**Supplied text**
* START *

# emi - ne demek acaba?



## Maya-the-smile

Hello everybody,
I study Turkish and now read a Turkish book...
since I don't know if I can ask lots of things in a single post I will start with this word that I'm seeing in the text - "emi"
for example:

1. O zamana kadar bir seyler ayarlariz, sakin uzulme emi.
2. "Sen en iyisi bana abla de, emi",demisti.

I would appreciate your help!


----------



## mrayp

It's a little bit like adding "OK?" or "alright?" at the end of a sentence for emphasis. I'm not sure how else to translate it. In Turkish it's similar to saying "olur mu?". 

1. Until then, we'll figure something out, just don't be sad OK?

2. She had said "You better call me older sister, OK?"

I would guess that it comes from "evet mi?" but "evet mi" is not used in this way.


----------



## Maya-the-smile

Çok teşekkür ederim, mrayp
Bir daha sorularım varsa burada sorabilir miyim? or should I create a new thread?


----------



## denizkeen

you can say also
 you will come ,wont you ?  here ,wont you is a little like emi 
  butt orr forget it


----------



## mrayp

Maya-the-smile said:


> Çok teşekkür ederim, mrayp
> Bir daha sorularım varsa burada sorabilir miyim? or should I create a new thread?



You're welcome. 

That question is probably better addressed to the forum admin, but I would guess that they would want you to create new threads for new questions to make it easier for people to search, unless the questions are related.


----------



## Maya-the-smile

Does "emi" has the same meaning in this sentence too: 
- Sütlerin içinde boğul emi, süt tenli İngiliz.
Thanks in advance!


----------



## mrayp

Once again, it's for emphasis, but this time it's negative like "drown in milk, why won't you!", "I hope you drown in milk" etc


----------



## Buracx

No it has different meaning in this sentence , in this sentence "emi" is used for emphasis hate . Because of getting angry to sb. u give a damn to him. It has a close meaning to "inşallah" 
 The meaning of the sentence is "I hope that you 'll be drowned in milk , milk skinned English "

* END *

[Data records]

* START *

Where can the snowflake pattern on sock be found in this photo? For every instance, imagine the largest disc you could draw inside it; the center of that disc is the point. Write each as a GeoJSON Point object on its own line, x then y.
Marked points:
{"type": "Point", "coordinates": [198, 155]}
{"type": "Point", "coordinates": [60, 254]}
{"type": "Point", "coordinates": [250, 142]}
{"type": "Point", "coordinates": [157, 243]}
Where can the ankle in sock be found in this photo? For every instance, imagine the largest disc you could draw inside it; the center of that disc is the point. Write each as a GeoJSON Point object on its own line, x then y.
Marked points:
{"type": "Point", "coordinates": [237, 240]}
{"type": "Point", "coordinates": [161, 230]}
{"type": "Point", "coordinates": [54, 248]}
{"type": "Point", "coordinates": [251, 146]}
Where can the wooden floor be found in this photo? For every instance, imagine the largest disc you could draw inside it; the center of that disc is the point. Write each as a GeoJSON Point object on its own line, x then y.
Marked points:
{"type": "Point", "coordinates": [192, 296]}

* END *

**Directives**
1. In the forum thread about "emi," which Turkish phrase does mrayp say "emi" is similar to?
2. Reproduce a passage from the forum thread about "emi," starting at the words "1. Until then, we'll" and stopping after "in this way.".

**Task results**
1. "Olur mu?"

2.
1. Until then, we'll figure something out, just don't be sad OK?

2. She had said "You better call me older sister, OK?"

I would guess that it comes from "evet mi?" but "evet mi" is not used in this way.